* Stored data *

---+---

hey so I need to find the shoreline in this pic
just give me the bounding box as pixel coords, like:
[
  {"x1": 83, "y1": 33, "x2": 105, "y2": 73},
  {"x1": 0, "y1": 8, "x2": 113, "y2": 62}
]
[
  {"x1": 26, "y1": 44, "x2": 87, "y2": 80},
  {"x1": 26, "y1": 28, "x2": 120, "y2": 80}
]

---+---

Line by line, copy the records exactly.

hey so I need to find the shoreline in this pic
just give me the bounding box as pixel coords, like:
[
  {"x1": 83, "y1": 33, "x2": 105, "y2": 73},
  {"x1": 0, "y1": 8, "x2": 113, "y2": 62}
]
[
  {"x1": 26, "y1": 44, "x2": 87, "y2": 80},
  {"x1": 26, "y1": 28, "x2": 120, "y2": 80}
]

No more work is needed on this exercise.